What the exercise asks:
Check each line of the data, and copy those where "rattan" appears.
╭─ Data for the task
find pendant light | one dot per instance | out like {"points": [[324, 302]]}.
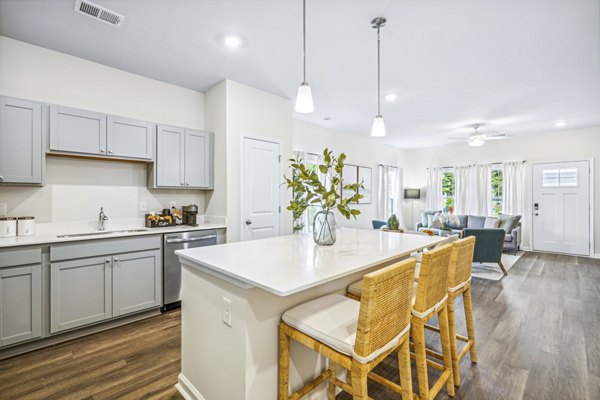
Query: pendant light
{"points": [[304, 102], [378, 128]]}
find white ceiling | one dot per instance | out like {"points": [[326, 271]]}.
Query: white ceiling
{"points": [[516, 65]]}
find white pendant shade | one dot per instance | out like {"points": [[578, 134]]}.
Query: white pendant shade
{"points": [[304, 102], [378, 128]]}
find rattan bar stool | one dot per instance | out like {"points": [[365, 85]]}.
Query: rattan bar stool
╰─
Answer section:
find rattan bar stool | one dot per instance | out like {"points": [[365, 85]]}.
Query: rattan bar stool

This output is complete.